(Image point grounding data)
========

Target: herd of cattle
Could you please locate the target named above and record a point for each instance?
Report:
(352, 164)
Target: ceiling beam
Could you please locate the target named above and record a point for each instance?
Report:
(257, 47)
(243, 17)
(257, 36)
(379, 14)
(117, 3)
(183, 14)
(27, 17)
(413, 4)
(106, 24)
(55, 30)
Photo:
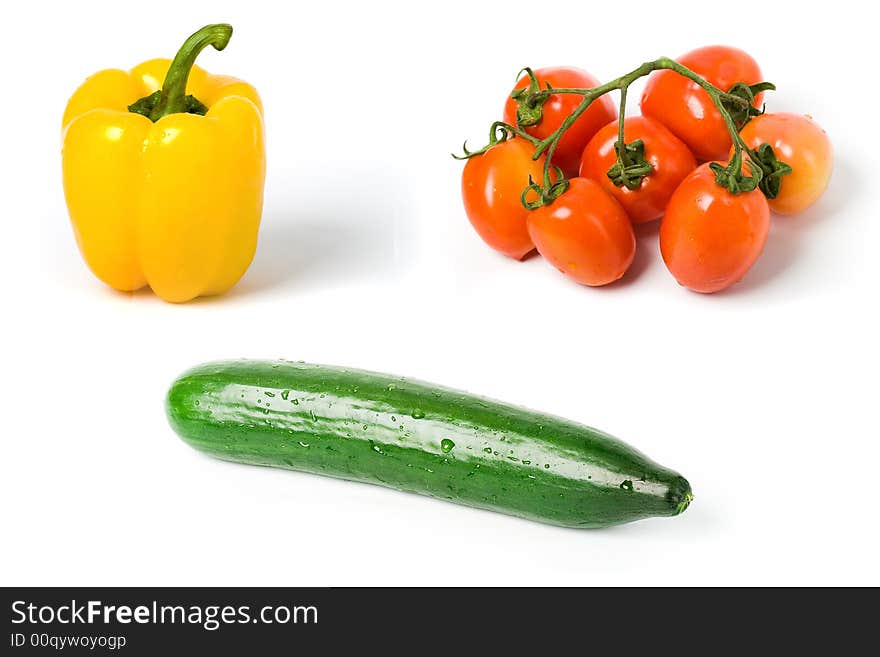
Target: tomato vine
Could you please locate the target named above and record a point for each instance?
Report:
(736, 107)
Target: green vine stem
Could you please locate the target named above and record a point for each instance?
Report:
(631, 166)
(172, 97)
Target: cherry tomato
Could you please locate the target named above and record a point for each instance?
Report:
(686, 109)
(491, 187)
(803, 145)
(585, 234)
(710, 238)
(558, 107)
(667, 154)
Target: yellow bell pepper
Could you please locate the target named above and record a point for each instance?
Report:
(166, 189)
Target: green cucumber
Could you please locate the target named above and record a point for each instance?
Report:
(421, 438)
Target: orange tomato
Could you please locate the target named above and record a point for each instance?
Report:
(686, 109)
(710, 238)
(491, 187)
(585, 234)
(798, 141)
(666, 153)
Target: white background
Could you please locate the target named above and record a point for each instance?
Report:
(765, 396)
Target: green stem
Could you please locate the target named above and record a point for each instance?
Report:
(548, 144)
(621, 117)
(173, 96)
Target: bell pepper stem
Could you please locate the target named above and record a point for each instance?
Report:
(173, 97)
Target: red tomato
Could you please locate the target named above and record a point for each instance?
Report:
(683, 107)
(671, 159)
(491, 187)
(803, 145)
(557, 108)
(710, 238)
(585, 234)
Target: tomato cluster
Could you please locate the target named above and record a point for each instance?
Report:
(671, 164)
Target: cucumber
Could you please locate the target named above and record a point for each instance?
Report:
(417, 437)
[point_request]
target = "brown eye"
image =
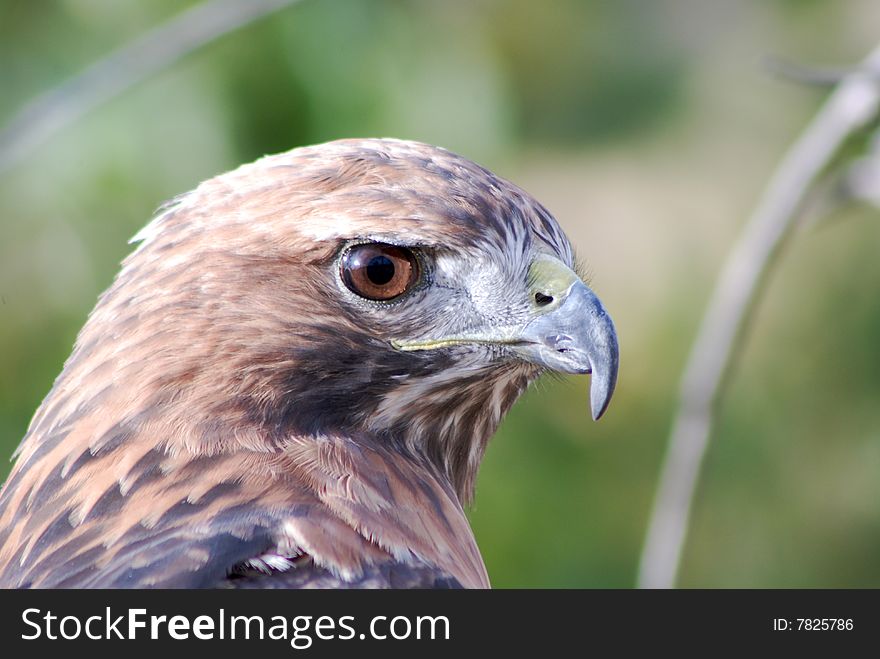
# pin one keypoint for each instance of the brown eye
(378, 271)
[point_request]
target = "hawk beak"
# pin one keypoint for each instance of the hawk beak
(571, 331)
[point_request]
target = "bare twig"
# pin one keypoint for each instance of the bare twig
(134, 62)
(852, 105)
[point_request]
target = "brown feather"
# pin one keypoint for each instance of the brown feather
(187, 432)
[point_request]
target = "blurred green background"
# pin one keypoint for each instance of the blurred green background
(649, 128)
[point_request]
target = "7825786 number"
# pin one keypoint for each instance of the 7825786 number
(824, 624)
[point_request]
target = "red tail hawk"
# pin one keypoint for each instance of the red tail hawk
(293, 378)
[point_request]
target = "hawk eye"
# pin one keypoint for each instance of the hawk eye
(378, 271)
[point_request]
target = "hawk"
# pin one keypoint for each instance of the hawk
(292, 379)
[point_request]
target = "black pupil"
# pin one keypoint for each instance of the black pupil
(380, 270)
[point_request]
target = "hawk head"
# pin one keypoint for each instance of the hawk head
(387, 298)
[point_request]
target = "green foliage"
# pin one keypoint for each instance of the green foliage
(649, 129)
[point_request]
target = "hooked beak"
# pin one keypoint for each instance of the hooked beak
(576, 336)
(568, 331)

========

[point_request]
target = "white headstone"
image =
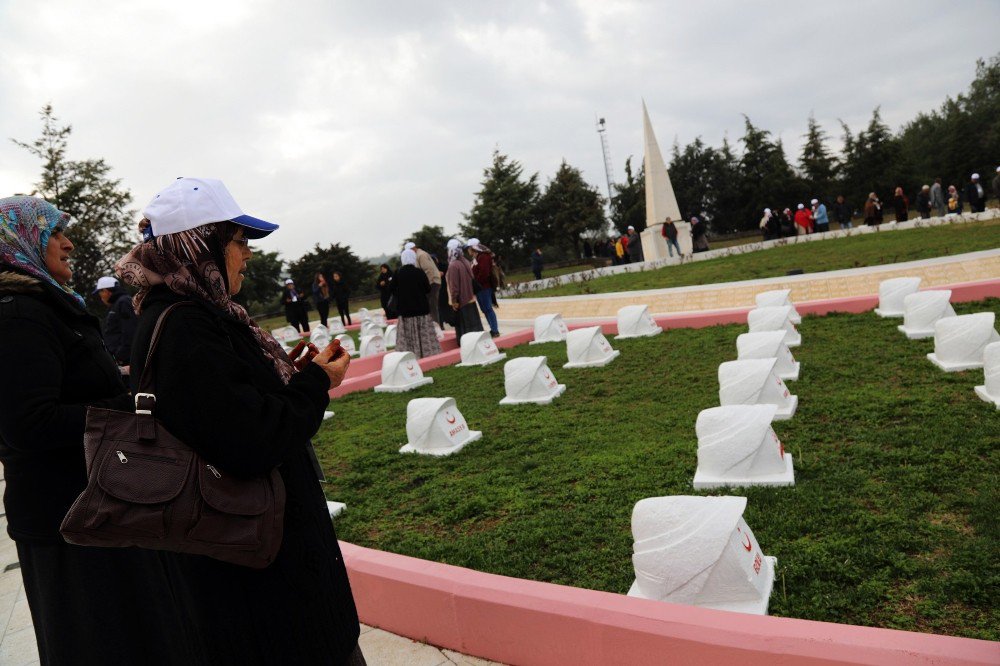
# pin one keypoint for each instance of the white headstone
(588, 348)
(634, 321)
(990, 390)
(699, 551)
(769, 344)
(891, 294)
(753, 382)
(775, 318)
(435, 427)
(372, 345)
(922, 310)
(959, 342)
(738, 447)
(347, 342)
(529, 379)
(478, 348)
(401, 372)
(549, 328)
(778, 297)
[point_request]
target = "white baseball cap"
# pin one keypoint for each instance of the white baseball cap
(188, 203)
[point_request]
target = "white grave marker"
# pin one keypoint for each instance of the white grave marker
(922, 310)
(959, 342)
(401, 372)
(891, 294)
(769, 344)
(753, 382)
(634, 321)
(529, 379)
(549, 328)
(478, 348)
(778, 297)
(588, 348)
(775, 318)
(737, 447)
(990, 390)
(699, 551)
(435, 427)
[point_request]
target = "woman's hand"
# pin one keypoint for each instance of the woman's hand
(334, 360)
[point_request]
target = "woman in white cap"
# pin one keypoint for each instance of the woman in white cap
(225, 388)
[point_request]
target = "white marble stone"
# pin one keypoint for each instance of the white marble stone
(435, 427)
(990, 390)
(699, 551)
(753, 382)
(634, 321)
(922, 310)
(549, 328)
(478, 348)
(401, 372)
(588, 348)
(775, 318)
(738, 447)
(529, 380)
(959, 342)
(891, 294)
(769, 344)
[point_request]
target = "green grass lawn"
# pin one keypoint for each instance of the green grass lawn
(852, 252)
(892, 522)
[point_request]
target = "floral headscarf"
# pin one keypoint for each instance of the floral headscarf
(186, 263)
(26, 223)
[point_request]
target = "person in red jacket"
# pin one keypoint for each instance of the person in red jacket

========

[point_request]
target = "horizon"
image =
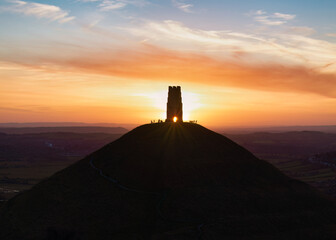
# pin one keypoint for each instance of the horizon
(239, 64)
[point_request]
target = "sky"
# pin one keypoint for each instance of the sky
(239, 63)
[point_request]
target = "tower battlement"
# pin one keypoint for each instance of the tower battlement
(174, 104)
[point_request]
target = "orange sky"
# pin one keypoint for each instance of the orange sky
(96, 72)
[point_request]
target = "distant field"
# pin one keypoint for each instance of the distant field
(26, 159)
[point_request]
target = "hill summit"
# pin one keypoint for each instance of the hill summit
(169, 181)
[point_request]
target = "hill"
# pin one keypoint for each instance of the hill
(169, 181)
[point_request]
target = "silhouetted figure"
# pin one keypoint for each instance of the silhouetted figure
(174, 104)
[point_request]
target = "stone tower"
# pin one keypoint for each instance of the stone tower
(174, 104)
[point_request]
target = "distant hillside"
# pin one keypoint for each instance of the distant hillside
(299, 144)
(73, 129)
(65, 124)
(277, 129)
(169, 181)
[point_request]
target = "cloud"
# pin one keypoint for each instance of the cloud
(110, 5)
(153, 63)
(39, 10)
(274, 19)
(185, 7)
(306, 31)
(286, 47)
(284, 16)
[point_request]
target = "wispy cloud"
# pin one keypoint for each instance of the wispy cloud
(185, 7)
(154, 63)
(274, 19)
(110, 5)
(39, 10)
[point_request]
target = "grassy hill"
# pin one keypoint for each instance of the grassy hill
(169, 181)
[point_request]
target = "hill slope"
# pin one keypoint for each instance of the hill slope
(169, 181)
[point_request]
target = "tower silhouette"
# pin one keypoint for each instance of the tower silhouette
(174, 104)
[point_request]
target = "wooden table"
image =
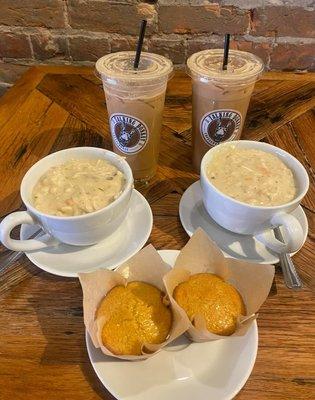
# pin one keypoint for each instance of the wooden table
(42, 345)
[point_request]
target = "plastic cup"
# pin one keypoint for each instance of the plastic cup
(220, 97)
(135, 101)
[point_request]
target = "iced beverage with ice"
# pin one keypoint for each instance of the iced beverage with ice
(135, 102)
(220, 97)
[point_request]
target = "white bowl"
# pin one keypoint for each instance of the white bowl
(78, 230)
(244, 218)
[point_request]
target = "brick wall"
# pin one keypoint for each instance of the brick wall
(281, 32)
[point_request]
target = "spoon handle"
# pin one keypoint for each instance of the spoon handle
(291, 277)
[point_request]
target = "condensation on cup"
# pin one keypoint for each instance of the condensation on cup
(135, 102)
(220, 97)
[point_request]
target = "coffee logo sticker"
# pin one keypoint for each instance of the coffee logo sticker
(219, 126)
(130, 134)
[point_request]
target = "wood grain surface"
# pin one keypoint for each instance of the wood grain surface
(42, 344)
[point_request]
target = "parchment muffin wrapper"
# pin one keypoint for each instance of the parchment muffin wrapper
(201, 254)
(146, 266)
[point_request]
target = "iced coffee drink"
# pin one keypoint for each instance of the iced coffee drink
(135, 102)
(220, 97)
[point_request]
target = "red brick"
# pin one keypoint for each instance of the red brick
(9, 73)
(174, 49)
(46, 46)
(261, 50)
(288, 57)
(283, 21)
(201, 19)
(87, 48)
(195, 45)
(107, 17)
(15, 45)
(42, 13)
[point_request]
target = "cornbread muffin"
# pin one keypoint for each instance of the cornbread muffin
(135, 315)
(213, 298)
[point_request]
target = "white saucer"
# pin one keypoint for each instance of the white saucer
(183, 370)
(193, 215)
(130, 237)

========

» **Work instructions**
Whenever a line in the records above contains the string "jacket", copy that line.

» **Your solution**
target = "person in red jacket"
# pin one keypoint for each instance of the person in red jacket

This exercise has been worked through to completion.